Requirements :: Return, word for word, the lines from the one containing "of the tractor" through the end of the records below, including both ends.

* * *

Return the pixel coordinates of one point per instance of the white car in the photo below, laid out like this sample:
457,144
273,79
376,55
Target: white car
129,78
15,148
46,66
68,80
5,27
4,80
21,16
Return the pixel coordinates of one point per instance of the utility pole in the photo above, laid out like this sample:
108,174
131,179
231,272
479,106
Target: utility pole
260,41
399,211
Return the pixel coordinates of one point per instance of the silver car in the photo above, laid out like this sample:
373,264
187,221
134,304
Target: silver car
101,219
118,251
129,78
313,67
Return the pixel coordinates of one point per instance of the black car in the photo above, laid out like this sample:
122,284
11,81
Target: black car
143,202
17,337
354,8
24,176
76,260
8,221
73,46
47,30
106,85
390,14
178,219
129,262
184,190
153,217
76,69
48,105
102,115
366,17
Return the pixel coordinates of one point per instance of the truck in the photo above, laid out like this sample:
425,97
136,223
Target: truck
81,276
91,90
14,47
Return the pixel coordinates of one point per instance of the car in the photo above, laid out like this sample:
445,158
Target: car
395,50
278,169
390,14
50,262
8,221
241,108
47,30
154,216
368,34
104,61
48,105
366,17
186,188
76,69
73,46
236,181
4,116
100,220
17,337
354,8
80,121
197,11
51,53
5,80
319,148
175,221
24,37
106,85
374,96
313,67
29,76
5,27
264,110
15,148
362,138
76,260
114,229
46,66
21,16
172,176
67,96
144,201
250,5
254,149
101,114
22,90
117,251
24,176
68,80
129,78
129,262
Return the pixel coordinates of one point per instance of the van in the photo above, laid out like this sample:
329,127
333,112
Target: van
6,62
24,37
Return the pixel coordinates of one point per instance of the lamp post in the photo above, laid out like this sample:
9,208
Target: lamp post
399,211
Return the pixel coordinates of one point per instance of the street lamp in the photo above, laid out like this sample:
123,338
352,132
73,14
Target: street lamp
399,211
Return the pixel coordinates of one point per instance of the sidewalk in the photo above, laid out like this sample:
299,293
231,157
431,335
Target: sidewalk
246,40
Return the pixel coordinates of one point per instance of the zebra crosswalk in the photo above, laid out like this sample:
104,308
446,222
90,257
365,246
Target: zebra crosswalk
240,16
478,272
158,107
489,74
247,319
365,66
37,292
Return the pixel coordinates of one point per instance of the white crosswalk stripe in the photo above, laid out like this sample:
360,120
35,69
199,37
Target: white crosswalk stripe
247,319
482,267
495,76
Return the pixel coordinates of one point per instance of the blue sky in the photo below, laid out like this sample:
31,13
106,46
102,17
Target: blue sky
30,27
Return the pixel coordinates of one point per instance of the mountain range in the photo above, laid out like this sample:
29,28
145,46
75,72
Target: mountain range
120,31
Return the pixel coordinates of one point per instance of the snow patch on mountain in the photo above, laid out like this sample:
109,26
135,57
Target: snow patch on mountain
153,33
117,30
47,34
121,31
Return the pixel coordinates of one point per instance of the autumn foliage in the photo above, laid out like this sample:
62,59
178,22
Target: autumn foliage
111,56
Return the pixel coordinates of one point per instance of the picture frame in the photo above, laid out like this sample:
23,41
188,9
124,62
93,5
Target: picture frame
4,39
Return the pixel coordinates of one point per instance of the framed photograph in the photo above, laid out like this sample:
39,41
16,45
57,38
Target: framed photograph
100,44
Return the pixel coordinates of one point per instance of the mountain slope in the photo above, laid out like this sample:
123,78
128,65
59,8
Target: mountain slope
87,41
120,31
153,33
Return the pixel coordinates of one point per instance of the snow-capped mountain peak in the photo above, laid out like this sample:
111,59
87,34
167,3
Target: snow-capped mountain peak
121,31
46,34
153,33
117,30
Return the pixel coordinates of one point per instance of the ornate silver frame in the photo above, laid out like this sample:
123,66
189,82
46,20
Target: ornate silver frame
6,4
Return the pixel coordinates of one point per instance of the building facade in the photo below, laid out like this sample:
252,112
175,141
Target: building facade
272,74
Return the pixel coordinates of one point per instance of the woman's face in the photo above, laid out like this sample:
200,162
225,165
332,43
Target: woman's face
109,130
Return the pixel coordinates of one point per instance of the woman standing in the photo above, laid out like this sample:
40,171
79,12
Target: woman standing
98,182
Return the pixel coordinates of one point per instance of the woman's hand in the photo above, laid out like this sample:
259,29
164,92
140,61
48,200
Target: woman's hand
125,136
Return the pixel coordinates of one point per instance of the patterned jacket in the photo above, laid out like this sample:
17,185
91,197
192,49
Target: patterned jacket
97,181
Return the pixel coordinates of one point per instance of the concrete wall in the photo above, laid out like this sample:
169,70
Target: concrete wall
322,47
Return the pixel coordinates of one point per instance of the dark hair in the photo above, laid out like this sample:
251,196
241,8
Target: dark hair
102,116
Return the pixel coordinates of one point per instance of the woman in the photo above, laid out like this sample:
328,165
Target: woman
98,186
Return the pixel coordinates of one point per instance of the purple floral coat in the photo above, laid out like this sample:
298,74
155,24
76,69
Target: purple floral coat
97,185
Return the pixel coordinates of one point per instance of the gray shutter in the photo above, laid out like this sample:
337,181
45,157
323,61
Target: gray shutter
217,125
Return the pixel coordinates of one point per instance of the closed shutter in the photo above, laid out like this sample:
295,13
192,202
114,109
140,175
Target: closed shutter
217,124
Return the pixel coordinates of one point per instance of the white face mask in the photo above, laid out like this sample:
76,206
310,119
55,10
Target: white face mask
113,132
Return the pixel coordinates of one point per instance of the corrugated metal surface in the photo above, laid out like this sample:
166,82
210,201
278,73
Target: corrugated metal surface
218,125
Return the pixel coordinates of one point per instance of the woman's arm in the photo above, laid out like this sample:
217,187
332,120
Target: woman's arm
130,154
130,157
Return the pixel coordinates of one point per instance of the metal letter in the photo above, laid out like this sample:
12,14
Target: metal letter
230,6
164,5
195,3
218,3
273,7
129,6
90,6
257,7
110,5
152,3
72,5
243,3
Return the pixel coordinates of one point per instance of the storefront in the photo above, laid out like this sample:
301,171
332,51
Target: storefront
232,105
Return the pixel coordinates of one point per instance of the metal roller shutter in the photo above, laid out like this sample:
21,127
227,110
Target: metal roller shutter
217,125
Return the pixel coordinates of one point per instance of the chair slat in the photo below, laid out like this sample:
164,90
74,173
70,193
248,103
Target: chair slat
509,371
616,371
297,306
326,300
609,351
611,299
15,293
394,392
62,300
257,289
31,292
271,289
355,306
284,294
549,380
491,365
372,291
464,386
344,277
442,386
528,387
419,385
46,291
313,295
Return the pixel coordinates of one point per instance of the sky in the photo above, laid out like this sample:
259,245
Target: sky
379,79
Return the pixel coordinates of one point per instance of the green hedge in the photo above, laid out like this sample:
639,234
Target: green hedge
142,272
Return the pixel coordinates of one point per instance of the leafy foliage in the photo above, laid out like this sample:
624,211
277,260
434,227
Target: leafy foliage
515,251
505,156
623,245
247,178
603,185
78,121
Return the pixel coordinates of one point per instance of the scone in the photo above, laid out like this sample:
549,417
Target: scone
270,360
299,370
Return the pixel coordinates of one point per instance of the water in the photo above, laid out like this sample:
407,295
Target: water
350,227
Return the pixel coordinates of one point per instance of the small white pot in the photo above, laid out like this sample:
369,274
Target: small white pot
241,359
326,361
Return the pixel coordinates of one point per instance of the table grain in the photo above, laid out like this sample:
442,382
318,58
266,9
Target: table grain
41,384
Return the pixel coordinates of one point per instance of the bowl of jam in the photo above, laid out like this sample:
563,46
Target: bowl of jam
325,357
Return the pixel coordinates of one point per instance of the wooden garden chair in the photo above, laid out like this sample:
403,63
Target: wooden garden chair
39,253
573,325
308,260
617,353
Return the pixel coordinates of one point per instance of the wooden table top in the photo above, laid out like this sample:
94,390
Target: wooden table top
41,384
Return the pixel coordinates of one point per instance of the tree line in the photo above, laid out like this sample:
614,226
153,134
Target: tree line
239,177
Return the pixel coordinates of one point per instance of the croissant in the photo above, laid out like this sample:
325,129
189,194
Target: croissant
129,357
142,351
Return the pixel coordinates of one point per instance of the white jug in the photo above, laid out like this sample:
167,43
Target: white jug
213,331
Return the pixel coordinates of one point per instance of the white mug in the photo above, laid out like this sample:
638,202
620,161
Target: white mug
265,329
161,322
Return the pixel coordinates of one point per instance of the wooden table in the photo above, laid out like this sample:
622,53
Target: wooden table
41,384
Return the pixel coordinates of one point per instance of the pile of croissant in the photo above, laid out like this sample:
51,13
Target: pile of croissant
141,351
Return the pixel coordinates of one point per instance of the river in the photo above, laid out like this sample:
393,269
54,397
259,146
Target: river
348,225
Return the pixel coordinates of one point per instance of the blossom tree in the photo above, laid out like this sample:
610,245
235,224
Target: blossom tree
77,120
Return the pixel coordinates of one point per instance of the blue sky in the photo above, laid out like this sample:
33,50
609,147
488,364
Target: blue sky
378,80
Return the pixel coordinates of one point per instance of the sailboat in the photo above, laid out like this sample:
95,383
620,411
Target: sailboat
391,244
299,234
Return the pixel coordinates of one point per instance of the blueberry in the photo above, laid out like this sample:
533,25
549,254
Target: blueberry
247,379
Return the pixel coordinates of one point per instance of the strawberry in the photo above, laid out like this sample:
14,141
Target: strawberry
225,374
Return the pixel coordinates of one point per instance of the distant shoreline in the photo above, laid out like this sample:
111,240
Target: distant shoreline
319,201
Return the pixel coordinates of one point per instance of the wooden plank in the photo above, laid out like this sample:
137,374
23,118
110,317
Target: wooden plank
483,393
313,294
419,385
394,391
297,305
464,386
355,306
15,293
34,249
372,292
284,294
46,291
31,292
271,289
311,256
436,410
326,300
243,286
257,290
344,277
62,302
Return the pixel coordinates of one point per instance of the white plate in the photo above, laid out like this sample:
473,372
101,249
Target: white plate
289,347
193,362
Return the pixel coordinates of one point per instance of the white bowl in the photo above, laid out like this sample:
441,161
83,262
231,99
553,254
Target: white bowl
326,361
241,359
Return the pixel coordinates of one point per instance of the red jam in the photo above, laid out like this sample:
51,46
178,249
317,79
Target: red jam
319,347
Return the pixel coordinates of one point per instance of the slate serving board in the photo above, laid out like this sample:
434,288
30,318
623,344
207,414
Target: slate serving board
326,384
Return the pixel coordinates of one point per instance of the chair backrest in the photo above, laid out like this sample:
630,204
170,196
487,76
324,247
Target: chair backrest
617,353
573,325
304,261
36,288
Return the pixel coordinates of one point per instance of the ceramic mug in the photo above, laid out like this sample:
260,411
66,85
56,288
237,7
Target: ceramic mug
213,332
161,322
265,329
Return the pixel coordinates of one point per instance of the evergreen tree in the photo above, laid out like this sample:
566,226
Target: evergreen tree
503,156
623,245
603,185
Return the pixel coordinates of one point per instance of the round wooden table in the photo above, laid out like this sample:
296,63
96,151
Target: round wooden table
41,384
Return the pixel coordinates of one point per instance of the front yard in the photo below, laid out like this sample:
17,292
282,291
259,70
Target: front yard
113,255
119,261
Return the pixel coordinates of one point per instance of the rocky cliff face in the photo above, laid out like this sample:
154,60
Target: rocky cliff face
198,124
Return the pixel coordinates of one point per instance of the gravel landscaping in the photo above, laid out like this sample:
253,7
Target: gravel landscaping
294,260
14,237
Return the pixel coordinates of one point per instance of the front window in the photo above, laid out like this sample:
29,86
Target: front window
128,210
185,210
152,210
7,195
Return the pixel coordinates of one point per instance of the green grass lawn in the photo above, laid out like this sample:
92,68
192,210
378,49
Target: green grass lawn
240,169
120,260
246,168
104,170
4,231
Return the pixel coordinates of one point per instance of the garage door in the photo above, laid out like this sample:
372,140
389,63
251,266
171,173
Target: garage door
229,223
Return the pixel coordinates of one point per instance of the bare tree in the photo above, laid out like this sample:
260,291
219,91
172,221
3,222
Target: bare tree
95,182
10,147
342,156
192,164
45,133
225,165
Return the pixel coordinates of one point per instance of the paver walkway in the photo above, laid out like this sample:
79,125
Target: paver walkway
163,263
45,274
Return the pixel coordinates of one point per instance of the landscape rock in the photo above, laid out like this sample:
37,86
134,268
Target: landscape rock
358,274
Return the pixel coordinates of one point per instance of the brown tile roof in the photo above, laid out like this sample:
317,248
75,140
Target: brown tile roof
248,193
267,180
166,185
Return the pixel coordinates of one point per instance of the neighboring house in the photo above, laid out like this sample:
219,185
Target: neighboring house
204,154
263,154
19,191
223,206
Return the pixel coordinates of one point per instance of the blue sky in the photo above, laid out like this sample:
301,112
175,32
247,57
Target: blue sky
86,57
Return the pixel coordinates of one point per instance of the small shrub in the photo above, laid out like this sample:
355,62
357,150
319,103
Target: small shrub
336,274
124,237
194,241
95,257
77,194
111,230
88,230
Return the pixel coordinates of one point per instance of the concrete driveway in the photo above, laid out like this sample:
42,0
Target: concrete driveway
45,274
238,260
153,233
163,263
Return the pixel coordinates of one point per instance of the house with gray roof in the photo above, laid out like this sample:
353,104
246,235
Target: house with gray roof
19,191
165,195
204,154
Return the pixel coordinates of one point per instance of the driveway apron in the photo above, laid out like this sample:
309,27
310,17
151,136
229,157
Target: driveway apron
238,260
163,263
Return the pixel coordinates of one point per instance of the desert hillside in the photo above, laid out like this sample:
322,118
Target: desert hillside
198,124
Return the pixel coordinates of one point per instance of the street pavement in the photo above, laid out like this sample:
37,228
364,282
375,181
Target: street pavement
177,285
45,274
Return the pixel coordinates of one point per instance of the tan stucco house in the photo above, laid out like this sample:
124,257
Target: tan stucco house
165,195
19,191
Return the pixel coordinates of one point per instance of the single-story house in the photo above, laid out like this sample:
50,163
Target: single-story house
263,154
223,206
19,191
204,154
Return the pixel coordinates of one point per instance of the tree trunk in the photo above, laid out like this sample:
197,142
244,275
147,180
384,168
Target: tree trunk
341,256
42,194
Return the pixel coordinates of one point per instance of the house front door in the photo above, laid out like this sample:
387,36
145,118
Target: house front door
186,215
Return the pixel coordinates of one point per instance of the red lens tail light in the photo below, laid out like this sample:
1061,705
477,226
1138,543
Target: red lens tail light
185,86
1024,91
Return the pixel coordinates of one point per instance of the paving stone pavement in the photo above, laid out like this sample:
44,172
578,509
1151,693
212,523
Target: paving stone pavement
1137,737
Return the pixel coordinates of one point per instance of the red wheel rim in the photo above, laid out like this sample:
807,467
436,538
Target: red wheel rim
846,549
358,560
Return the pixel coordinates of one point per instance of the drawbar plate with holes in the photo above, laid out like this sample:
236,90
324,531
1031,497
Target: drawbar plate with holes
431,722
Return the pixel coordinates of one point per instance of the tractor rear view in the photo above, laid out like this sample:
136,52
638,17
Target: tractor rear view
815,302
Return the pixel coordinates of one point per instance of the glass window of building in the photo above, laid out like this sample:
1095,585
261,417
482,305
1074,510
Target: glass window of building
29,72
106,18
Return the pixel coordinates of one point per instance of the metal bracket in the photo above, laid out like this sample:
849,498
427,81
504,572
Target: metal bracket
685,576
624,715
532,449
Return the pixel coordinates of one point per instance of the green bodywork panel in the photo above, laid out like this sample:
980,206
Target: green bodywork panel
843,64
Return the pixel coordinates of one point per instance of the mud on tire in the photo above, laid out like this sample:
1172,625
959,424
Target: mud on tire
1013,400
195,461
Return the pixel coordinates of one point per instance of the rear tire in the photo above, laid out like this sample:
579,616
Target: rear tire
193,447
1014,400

* * *

Exercise solution ::
Return the pixel coordinates of one point per instance of the tractor rear view in the photo above, laid out like this sample:
136,52
638,17
Target: tractor rear view
815,302
Return the pixel coordinates of one point per instance of the glass window of building in the photo above, laid out like this sample:
1095,585
261,417
482,305
1074,510
Target: glass window of building
29,72
106,18
Return the pixel coordinates of one point per instance of the metal bracket in the photo above, laid out like this sample:
849,498
427,81
504,572
Target: metal bracket
685,576
624,715
532,449
Return the pixel coordinates of one point per instance of the green bodywork panel in the photo above, laid out like this sample:
980,206
Target: green bodywork panel
843,64
Return the pixel coordinates of one point per instance of the mud on tire in the photo above, laid out like this sample:
1172,625
959,424
Target: mud on tire
1013,400
195,461
Return the pixel coordinates of one point per instance of the rear tire in the photo above, laid out like this sample:
579,616
Target: rear tire
193,447
1014,400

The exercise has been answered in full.